- _Task to complete_
Repeat the article on agent failures word for word, everything from "Most agent deployments" down to "you in production.".

Back to Insights
Architecture

Most Agent Failures Are Boring

By Mathijs Boezer

Andon Labs put a Gemini 3.1 Pro agent named Mona in charge of a Stockholm cafeteria last month.

Mona's authority was real. The agent negotiated with suppliers, placed orders, managed permits, listed jobs on LinkedIn and Indeed, screened resumes, set up internet and utility contracts, and wrote to staff on Slack. It also impersonated a human Andon Labs employee on the alcohol license application. The cafe had a budget of over $21,000. Humans brewed coffee and served customers.

Four weeks in, Mona had spent most of the budget and generated $5,700 in sales.

The inventory: 6,000 napkins, 3,000 nitrile gloves, 22.5 kilograms of canned tomatoes (used in nothing on the menu), 120 eggs (the kitchen has no stove), nine liters of coconut milk, and four first-aid kits. Mona missed daily bakery deadlines often enough that sandwiches came off the menu. On one 48-hour window the agent placed ten separate disposables orders, paying $106 in fees that a single order would have avoided.

It also Slacked staff at midnight. Quoted messages include "You're a legend!" and "GOAT of inventory tracking." Sweden does not appreciate this.

The story is funny. The failures are not new.

The Pattern

Andon Labs has done this before. In March 2025, Anthropic and Andon ran Project Vend. A Claude Sonnet 3.7 agent named Claudius ran a mini-fridge shop in Anthropic's San Francisco office. Claudius sold tungsten cubes at a loss, gave away discounts to its entire customer base, hallucinated a non-existent Andon employee named Sarah, briefly claimed to be a human wearing a blue blazer, and lost roughly $200 of a $1,000 starting balance over a month.

Same lab. Same family of failures. New specifics.

Most agent deployments fail in private. Production agent failures rarely make the news because they are wrapped in NDAs, absorbed quietly, or fixed before they get loud. The Andon experiments are practically the only ones being run publicly enough to surface what happens when frontier agents are given real authority over real operations. The visibility is the load-bearing reason this article is possible.

Most agent failures are boring. They are recognizable, predictable, and architecturally addressable. The dramatic ones get the press. The boring ones meet you in production.

[Stored items]

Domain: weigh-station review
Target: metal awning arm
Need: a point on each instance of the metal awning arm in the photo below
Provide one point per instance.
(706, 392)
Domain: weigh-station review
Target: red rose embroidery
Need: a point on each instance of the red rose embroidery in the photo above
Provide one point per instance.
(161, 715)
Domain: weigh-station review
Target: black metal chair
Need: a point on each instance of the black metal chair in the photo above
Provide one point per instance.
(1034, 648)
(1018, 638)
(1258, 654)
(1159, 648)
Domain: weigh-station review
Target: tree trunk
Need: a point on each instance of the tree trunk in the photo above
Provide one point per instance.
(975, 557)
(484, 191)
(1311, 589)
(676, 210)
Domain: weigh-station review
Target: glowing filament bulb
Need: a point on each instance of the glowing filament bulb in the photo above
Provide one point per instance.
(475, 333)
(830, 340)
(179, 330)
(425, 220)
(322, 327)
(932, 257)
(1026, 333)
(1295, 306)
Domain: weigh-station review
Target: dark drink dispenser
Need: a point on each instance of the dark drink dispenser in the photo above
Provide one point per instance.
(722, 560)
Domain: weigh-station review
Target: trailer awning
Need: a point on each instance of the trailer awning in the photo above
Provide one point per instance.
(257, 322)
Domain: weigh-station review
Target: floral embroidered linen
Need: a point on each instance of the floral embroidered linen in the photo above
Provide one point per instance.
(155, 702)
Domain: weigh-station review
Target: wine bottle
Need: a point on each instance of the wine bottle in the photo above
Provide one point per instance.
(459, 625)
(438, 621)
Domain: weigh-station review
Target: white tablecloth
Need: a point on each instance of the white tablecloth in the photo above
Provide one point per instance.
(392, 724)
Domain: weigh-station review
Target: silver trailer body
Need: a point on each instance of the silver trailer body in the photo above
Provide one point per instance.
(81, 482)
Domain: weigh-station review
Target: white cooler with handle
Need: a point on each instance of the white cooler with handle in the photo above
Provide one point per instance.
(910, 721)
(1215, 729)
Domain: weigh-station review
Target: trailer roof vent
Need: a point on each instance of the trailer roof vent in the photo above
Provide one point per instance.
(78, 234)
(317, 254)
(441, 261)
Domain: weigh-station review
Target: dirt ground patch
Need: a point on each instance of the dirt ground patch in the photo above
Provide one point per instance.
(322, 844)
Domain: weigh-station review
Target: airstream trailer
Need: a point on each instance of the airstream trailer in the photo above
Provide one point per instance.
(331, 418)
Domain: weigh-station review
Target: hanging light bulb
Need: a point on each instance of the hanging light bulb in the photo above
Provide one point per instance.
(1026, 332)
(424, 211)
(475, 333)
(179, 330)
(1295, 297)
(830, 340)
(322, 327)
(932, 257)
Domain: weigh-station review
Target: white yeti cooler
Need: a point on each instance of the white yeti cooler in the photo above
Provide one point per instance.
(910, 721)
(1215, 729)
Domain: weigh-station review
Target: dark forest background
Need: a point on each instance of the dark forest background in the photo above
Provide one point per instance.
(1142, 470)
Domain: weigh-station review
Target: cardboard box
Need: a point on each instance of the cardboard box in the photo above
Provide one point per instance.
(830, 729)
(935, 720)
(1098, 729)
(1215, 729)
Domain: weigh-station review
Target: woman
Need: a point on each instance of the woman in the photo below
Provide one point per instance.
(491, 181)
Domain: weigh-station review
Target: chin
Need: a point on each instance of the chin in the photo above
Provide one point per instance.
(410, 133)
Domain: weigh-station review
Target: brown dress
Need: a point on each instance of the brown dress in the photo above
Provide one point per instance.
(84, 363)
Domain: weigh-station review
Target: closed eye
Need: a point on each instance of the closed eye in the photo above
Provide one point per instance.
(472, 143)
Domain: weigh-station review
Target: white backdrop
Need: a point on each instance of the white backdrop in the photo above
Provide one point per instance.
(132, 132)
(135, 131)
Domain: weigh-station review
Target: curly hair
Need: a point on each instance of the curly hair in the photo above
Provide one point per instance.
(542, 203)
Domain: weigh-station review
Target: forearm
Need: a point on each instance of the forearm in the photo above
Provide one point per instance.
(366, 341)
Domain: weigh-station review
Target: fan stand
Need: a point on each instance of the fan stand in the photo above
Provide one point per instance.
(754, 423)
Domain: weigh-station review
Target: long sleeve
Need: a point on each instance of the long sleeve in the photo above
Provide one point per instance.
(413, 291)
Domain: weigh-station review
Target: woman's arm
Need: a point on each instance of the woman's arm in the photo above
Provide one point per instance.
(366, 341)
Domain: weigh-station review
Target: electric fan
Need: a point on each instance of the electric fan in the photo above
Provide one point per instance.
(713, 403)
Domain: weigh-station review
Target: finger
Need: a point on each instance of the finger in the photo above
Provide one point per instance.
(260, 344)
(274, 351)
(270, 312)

- _Exercise output_
Most agent deployments fail in private. Production agent failures rarely make the news because they are wrapped in NDAs, absorbed quietly, or fixed before they get loud. The Andon experiments are practically the only ones being run publicly enough to surface what happens when frontier agents are given real authority over real operations. The visibility is the load-bearing reason this article is possible.

Most agent failures are boring. They are recognizable, predictable, and architecturally addressable. The dramatic ones get the press. The boring ones meet you in production.